Return all of the rows below verbatim, leaving out the pictures.

** START **

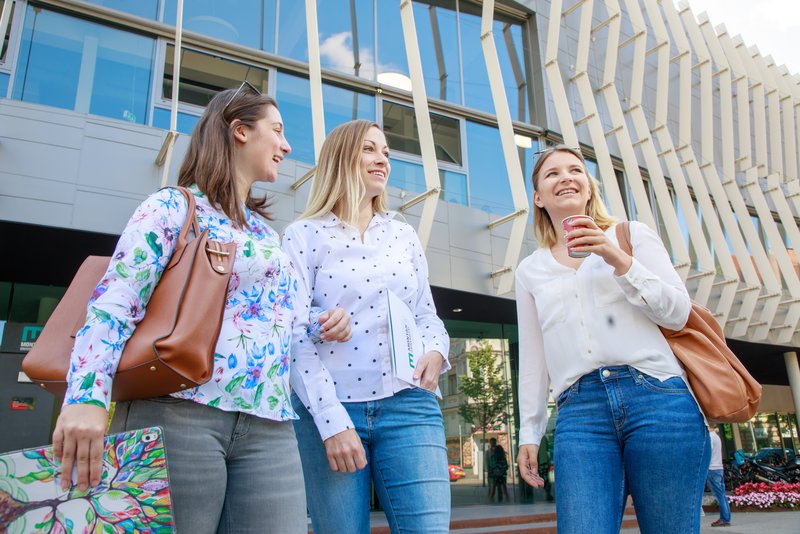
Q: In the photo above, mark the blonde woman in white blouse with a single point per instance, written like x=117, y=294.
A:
x=627, y=423
x=358, y=423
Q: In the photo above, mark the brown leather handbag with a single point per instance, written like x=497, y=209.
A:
x=724, y=389
x=172, y=347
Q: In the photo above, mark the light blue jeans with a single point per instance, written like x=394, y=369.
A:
x=620, y=431
x=229, y=472
x=716, y=481
x=403, y=437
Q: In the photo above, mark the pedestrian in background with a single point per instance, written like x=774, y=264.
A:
x=498, y=471
x=627, y=422
x=233, y=461
x=359, y=425
x=716, y=480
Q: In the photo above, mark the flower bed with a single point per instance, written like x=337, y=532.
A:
x=762, y=496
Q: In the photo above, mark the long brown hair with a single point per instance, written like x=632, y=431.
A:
x=209, y=160
x=542, y=224
x=338, y=186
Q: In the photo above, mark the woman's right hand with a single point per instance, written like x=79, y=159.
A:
x=527, y=460
x=345, y=452
x=78, y=441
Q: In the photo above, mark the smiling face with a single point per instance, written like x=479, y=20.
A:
x=261, y=148
x=562, y=186
x=375, y=166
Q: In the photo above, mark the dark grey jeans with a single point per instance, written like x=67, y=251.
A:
x=229, y=472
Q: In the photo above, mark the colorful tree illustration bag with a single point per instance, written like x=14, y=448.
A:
x=133, y=494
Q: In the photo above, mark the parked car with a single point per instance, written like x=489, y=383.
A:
x=456, y=472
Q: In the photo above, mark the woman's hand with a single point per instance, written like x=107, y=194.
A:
x=345, y=452
x=428, y=369
x=527, y=460
x=335, y=325
x=78, y=441
x=588, y=237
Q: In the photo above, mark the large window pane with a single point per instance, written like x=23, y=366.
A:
x=437, y=34
x=410, y=176
x=141, y=8
x=510, y=54
x=75, y=64
x=400, y=125
x=342, y=105
x=347, y=36
x=488, y=178
x=203, y=76
x=292, y=39
x=294, y=100
x=477, y=93
x=185, y=125
x=250, y=23
x=7, y=36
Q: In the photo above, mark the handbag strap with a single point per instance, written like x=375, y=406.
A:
x=623, y=230
x=190, y=224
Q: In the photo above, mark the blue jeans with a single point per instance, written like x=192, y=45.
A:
x=403, y=437
x=716, y=481
x=620, y=431
x=229, y=472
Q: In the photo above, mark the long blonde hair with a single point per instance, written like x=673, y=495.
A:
x=543, y=226
x=338, y=186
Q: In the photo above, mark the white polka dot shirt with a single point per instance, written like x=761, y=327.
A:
x=336, y=269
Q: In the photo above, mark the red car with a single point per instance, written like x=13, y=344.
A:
x=456, y=472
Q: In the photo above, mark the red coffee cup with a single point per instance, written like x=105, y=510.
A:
x=568, y=224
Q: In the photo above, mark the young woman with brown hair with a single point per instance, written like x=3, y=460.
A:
x=231, y=451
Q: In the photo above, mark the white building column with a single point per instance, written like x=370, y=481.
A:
x=793, y=370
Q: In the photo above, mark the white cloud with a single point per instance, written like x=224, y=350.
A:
x=773, y=26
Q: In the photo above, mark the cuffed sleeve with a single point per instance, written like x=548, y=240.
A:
x=119, y=300
x=310, y=379
x=652, y=284
x=534, y=382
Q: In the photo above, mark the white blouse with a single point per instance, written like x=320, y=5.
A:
x=336, y=269
x=573, y=321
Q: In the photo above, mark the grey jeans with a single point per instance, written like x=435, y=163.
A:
x=229, y=472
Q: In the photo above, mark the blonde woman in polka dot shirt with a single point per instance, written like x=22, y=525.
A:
x=358, y=423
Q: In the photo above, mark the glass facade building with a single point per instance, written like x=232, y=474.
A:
x=86, y=101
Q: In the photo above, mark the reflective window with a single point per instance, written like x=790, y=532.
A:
x=437, y=34
x=7, y=36
x=410, y=176
x=141, y=8
x=204, y=75
x=477, y=93
x=75, y=64
x=185, y=125
x=250, y=23
x=400, y=126
x=347, y=36
x=294, y=99
x=488, y=178
x=292, y=38
x=342, y=105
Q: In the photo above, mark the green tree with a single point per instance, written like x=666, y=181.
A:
x=486, y=391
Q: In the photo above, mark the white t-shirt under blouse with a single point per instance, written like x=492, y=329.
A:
x=336, y=269
x=573, y=321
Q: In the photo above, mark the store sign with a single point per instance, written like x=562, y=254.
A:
x=19, y=337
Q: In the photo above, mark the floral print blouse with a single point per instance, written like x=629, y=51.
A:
x=251, y=360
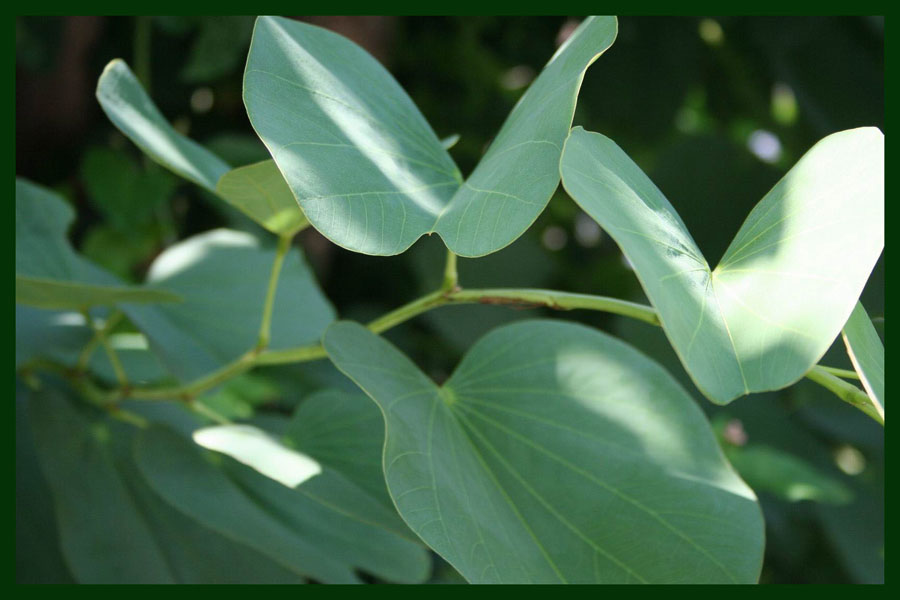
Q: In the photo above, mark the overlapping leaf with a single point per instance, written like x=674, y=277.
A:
x=768, y=469
x=323, y=528
x=551, y=455
x=222, y=276
x=345, y=432
x=867, y=354
x=49, y=273
x=113, y=528
x=366, y=167
x=788, y=281
x=258, y=190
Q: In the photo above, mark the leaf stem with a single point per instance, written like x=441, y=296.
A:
x=449, y=293
x=843, y=373
x=100, y=335
x=451, y=277
x=284, y=245
x=845, y=391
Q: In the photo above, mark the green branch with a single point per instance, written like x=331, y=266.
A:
x=284, y=245
x=847, y=392
x=449, y=293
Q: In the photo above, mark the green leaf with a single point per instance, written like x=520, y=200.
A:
x=38, y=556
x=125, y=194
x=218, y=48
x=345, y=432
x=788, y=281
x=222, y=276
x=113, y=527
x=132, y=111
x=103, y=535
x=55, y=294
x=324, y=528
x=258, y=190
x=49, y=273
x=58, y=335
x=368, y=170
x=786, y=476
x=262, y=194
x=867, y=354
x=548, y=453
x=259, y=451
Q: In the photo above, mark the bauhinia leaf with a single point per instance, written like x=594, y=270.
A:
x=767, y=469
x=344, y=431
x=323, y=528
x=261, y=193
x=113, y=527
x=867, y=355
x=259, y=451
x=369, y=171
x=49, y=273
x=222, y=276
x=549, y=452
x=103, y=535
x=258, y=190
x=788, y=281
x=132, y=111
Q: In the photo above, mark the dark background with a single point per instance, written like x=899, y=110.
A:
x=715, y=109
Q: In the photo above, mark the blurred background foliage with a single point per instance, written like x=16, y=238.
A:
x=714, y=109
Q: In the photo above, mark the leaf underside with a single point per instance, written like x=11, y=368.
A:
x=788, y=281
x=867, y=355
x=367, y=169
x=548, y=453
x=49, y=273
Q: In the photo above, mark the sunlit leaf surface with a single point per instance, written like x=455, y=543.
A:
x=367, y=168
x=549, y=454
x=788, y=281
x=867, y=353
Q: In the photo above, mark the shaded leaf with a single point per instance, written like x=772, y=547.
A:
x=258, y=190
x=49, y=273
x=38, y=557
x=549, y=451
x=222, y=276
x=262, y=194
x=344, y=431
x=125, y=194
x=324, y=528
x=787, y=282
x=867, y=354
x=368, y=170
x=102, y=533
x=132, y=111
x=259, y=451
x=771, y=470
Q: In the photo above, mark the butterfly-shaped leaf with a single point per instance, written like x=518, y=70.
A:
x=366, y=167
x=788, y=281
x=553, y=454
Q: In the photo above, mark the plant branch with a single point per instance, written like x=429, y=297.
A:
x=284, y=245
x=845, y=391
x=100, y=335
x=843, y=373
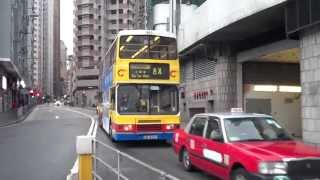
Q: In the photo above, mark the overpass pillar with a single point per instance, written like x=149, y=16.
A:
x=226, y=80
x=310, y=83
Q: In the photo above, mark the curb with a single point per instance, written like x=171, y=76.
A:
x=20, y=119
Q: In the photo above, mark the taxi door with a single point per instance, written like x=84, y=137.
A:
x=194, y=141
x=214, y=149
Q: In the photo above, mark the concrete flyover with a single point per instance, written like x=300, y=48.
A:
x=229, y=49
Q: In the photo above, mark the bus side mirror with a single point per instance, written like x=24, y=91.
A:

** END **

## Answer in full
Q: In the photo above, mark the blonde woman in white blouse with a single point per instance, written like x=117, y=294.
A:
x=627, y=423
x=358, y=423
Q: In the photo above, mark the brown leather handbag with a single point per instance, written like x=497, y=209.
A:
x=724, y=389
x=172, y=347
Q: In the photo above, mark the light blue jeans with a single point per instance, written like x=394, y=369.
A:
x=620, y=431
x=229, y=472
x=716, y=481
x=403, y=437
Q: In the photo above, mark the pedestrian in background with a single point per instance, written like x=774, y=264.
A:
x=498, y=471
x=627, y=422
x=233, y=461
x=359, y=425
x=716, y=480
Q: In the photo above, mark the flower bed with a single point per instance, written like x=337, y=532.
A:
x=762, y=496
Q: In the photo above, mark the long brown hair with a single point per instance, written like x=632, y=431.
A:
x=209, y=160
x=542, y=224
x=338, y=186
Q: In the photo above, mark the woman's right hand with a single point per instance, written like x=79, y=159.
A:
x=527, y=460
x=345, y=452
x=78, y=441
Q: In the photo above, mark the smiling face with a single point per instance, written like x=479, y=20.
A:
x=261, y=148
x=562, y=186
x=375, y=166
Q: In the photo above, mark the dark grey jeans with a single point per instance, written like x=67, y=251.
A:
x=229, y=472
Q: In the photo above, mark the colorful tree illustration bag with a single point per instance, written like x=14, y=448.
A:
x=133, y=494
Q: In the photo above, mark the parked car with a single point per instance, written like x=489, y=383.
A:
x=456, y=472
Q: In the photo above, mark the woman's hand with a single point per instance, written like x=107, y=194.
A:
x=345, y=452
x=428, y=369
x=527, y=460
x=335, y=325
x=78, y=441
x=588, y=237
Q: In the photo above, mark the large window pane with a single point per instance, written like x=23, y=366.
A:
x=437, y=34
x=410, y=176
x=141, y=8
x=510, y=54
x=75, y=64
x=400, y=125
x=342, y=105
x=347, y=36
x=488, y=178
x=203, y=76
x=292, y=39
x=294, y=100
x=477, y=93
x=185, y=125
x=250, y=23
x=7, y=36
Q: In the photo above, mark the handbag strap with a single point per instance, written like x=375, y=406.
A:
x=623, y=230
x=190, y=224
Q: In the photo above, mark the blue jeans with a single point per instance, written like x=192, y=45.
A:
x=403, y=437
x=716, y=481
x=620, y=431
x=229, y=472
Q: In the photo above, mark the long blonde hair with a single point per instance, written like x=673, y=495.
A:
x=543, y=226
x=338, y=186
Q: In the photo above, mark the white polka dot shirt with a single point per instance, written like x=761, y=327.
A:
x=336, y=269
Q: In the photo above, mark the red car with a single point per instance, written like x=13, y=344.
A:
x=456, y=472
Q: In the photo above, mark the red coffee cup with a single point per instance, written like x=105, y=510.
A:
x=568, y=224
Q: In the photo above, mark the young woman with brown hair with a single point per instance, written like x=3, y=460.
A:
x=231, y=451
Q: In the photo above, mark the white building column with a single point per instance, written like x=370, y=481.
A:
x=793, y=370
Q: In the photo above, mark the white cloud with a single point per instance, written like x=224, y=350.
A:
x=773, y=26
Q: In the photo above, mark the cuffed sleeve with a single point per instance, written like x=548, y=240.
A:
x=119, y=300
x=310, y=379
x=652, y=284
x=534, y=382
Q: In the photo above, mark the white blouse with a single point per instance, written like x=320, y=5.
A:
x=336, y=269
x=573, y=321
Q: In the photo above, mark the grey jeans with a single point per instance, written like x=435, y=163.
A:
x=229, y=472
Q: In the photo above, mark the blonde woman in polka dot shirt with a single point per instance, written like x=22, y=525.
A:
x=358, y=423
Q: In the photo above, mark the glass facade building with a single point per instance, written like x=232, y=474.
A:
x=86, y=101
Q: In the photo above, mark the reflective window with a single point per instance, written like x=790, y=532.
A:
x=437, y=34
x=7, y=36
x=410, y=176
x=141, y=8
x=204, y=75
x=477, y=93
x=75, y=64
x=185, y=125
x=250, y=23
x=400, y=126
x=347, y=36
x=294, y=99
x=488, y=178
x=292, y=38
x=342, y=105
Q: In the photo above, mark the green tree with a single point per instance, written like x=666, y=181.
A:
x=486, y=391
Q: In the photo above, mark the white t-shirt under blouse with a single point per instance, written like x=492, y=329.
A:
x=336, y=269
x=573, y=321
Q: In the photo above, mark the store sign with a single point per instance, written like x=562, y=254.
A:
x=19, y=337
Q: In the photo above, mark the floral print blouse with a single point per instance, written like x=629, y=51.
A:
x=251, y=360
Q: In the photo above, mark the overlapping leaf with a single point per instance, written like x=674, y=277.
A:
x=768, y=469
x=323, y=528
x=551, y=455
x=222, y=276
x=345, y=432
x=867, y=354
x=49, y=273
x=113, y=528
x=366, y=167
x=788, y=281
x=258, y=190
Q: In the photo above, mark the leaf stem with a single point per instance, written like x=441, y=296.
A:
x=449, y=293
x=843, y=373
x=100, y=335
x=451, y=277
x=284, y=245
x=845, y=391
Q: In the photo above, mark the green branch with a single point per instance, written like x=331, y=266.
A:
x=284, y=245
x=847, y=392
x=449, y=293
Q: In the photo above, mark the green leaf with a single point per instance, written like x=520, y=200.
A:
x=38, y=556
x=125, y=194
x=218, y=48
x=345, y=432
x=788, y=281
x=222, y=276
x=113, y=527
x=132, y=111
x=103, y=535
x=55, y=294
x=324, y=528
x=258, y=190
x=49, y=273
x=58, y=335
x=368, y=170
x=786, y=476
x=262, y=194
x=867, y=354
x=548, y=453
x=259, y=451
Q: In the photo above, mark the bauhinia leaf with a single point per instance, written like x=594, y=270.
A:
x=767, y=469
x=344, y=431
x=323, y=528
x=261, y=193
x=113, y=527
x=867, y=355
x=259, y=451
x=369, y=171
x=49, y=273
x=222, y=276
x=549, y=452
x=103, y=535
x=258, y=190
x=788, y=281
x=132, y=111
Q: In the photo above, mark the dark background with a single point per instance, written like x=899, y=110.
A:
x=715, y=109
Q: In the photo above, mark the blurred background foliage with a single point per instance, written like x=16, y=238.
A:
x=714, y=109
Q: In the photo above, mark the leaf underside with a single point per instance, written like x=11, y=368.
A:
x=788, y=281
x=867, y=355
x=367, y=169
x=548, y=453
x=49, y=273
Q: In the photo above, mark the sunlit leaf surface with a single point per instance, written like x=455, y=543.
A:
x=367, y=168
x=549, y=454
x=788, y=281
x=867, y=353
Q: In the photo above, mark the shaded leaf with a single point per instance, written like x=772, y=547.
A:
x=258, y=190
x=49, y=273
x=38, y=557
x=549, y=451
x=222, y=276
x=262, y=194
x=344, y=431
x=125, y=194
x=324, y=528
x=787, y=282
x=867, y=354
x=368, y=170
x=102, y=533
x=132, y=111
x=259, y=451
x=771, y=470
Q: In the photo above, mark the butterfly-shaped leaf with a single point per instance, written like x=518, y=70.
A:
x=366, y=167
x=788, y=281
x=553, y=454
Q: In the photo above, mark the plant branch with a single point per instance, written like x=429, y=297.
A:
x=284, y=245
x=845, y=391
x=100, y=335
x=843, y=373
Q: In the photo above, mark the overpass pillar with a single point per instance, written like x=149, y=16.
A:
x=226, y=80
x=310, y=83
Q: In the photo above, mark the curb with a single point per instance, written like x=171, y=76.
A:
x=20, y=119
Q: In the photo above, mark the taxi door with a single point per instance, written like x=84, y=137.
A:
x=194, y=141
x=214, y=149
Q: In the photo above, mark the concrete flyover with a single point per instance, written like x=300, y=48.
A:
x=229, y=49
Q: In the photo above, mark the bus side mirror with a single point per instance, written like x=24, y=91.
A:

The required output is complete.